* **EXERCISE DIRECTIONS**:
In the stretch from the line containing "I would be grateful if you could spot the framed" through the end of the items, rename "Recorded points" to "Saved points". Write out that stretch again with nothing else changed.

* **Point labeling items**:
-- START --
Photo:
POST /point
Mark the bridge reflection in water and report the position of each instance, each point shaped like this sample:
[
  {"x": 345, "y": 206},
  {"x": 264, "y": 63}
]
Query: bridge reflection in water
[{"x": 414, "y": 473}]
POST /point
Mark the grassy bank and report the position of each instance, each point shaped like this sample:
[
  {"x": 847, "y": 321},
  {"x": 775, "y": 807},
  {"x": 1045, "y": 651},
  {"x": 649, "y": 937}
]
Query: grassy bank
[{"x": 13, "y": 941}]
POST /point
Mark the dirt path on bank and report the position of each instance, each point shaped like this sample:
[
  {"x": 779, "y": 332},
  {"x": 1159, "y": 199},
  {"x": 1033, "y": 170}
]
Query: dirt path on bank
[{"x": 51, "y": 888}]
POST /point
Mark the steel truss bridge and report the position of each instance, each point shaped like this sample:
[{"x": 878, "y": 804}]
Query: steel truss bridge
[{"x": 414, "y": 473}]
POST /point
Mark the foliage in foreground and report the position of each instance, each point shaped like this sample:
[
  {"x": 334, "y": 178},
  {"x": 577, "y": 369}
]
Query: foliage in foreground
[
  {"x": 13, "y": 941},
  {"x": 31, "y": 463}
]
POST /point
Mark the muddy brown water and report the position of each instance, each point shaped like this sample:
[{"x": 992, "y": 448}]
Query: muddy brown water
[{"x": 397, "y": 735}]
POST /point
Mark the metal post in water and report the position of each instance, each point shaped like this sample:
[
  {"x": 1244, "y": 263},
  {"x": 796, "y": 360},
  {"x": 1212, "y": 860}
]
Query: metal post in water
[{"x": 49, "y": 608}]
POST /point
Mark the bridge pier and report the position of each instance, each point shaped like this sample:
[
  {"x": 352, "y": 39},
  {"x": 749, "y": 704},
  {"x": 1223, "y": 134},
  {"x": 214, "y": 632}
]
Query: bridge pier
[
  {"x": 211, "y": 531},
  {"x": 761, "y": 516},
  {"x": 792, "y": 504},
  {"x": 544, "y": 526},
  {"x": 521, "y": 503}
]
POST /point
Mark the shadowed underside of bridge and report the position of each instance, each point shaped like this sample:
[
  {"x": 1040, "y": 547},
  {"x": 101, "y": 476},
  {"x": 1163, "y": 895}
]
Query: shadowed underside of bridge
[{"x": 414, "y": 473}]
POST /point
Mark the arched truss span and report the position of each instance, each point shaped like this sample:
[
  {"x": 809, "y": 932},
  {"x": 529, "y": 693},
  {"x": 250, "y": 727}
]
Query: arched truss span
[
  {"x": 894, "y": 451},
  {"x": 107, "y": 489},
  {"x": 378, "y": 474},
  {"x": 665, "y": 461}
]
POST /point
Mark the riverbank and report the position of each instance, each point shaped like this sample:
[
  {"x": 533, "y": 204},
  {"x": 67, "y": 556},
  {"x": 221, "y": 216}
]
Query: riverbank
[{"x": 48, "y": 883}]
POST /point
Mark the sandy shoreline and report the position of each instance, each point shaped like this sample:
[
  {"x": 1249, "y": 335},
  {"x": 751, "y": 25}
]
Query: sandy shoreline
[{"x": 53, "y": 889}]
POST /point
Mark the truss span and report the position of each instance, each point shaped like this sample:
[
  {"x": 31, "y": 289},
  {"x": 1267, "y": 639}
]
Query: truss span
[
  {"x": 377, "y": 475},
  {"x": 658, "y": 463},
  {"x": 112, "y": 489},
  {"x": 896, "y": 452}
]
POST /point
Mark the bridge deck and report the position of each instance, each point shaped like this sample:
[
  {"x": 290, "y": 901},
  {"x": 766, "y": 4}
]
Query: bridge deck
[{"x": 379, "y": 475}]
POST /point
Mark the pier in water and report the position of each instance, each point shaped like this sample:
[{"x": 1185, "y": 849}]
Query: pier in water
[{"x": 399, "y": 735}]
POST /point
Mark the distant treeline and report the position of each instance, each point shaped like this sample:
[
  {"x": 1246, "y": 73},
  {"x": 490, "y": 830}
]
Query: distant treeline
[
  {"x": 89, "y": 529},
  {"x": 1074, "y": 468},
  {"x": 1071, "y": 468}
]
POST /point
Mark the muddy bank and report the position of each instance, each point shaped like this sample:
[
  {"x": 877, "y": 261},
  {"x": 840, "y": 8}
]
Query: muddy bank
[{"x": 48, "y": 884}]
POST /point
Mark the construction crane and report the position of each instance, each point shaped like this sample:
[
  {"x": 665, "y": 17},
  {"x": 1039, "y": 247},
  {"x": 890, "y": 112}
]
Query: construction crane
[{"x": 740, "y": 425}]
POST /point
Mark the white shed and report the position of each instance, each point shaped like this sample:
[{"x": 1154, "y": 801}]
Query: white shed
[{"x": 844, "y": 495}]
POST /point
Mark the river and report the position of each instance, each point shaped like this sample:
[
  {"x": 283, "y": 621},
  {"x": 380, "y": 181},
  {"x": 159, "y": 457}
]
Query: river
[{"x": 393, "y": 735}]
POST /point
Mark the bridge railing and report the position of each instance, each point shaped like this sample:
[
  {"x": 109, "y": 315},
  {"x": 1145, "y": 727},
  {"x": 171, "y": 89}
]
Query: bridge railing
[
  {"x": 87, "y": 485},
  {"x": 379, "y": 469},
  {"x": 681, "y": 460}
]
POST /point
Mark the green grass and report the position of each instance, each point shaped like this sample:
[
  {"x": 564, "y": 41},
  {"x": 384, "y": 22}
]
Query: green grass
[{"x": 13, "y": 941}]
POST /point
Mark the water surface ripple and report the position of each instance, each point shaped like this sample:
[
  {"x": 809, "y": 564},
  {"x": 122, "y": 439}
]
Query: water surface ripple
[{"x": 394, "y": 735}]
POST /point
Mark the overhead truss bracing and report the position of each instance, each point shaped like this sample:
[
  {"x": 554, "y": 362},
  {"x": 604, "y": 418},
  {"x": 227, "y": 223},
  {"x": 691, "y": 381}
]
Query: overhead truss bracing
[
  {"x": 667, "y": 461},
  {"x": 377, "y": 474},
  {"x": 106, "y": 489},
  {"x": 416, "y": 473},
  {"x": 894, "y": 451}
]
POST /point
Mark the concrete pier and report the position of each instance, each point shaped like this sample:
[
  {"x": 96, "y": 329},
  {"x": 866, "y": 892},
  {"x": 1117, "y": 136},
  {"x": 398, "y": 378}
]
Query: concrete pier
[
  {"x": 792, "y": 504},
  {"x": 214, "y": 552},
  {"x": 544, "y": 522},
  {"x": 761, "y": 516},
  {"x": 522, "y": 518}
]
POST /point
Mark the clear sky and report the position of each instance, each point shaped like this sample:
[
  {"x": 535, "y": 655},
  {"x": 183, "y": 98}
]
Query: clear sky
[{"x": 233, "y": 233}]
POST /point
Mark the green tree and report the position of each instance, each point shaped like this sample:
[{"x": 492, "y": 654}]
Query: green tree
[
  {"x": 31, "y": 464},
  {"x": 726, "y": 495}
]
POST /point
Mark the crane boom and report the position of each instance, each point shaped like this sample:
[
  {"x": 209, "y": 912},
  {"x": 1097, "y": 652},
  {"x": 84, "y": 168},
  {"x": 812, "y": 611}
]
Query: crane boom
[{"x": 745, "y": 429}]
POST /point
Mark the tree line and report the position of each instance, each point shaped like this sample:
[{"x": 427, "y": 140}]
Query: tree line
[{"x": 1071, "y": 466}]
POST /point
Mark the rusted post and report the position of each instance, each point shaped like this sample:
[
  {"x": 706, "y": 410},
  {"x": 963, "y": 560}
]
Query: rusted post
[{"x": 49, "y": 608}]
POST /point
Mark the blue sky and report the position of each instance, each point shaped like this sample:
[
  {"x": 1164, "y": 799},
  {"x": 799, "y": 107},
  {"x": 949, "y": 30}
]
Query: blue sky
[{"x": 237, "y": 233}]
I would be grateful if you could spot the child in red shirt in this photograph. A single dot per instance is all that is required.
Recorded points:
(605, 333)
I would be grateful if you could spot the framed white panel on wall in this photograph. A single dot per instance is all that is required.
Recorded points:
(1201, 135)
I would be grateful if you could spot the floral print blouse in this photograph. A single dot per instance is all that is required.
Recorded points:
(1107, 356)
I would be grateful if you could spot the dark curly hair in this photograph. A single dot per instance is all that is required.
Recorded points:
-- END --
* **EXERCISE SOLUTION**:
I would be grateful if you could spot the framed white panel on wall in this photograph. A single dot per instance is all that is required.
Saved points:
(1201, 135)
I would be grateful if you could spot the floral print blouse in this photograph. A single dot per instance is all that is required.
Saved points:
(1107, 356)
I would be grateful if you could spot the dark curly hair in this photograph. A single dot per instance is all that is required.
Saved points:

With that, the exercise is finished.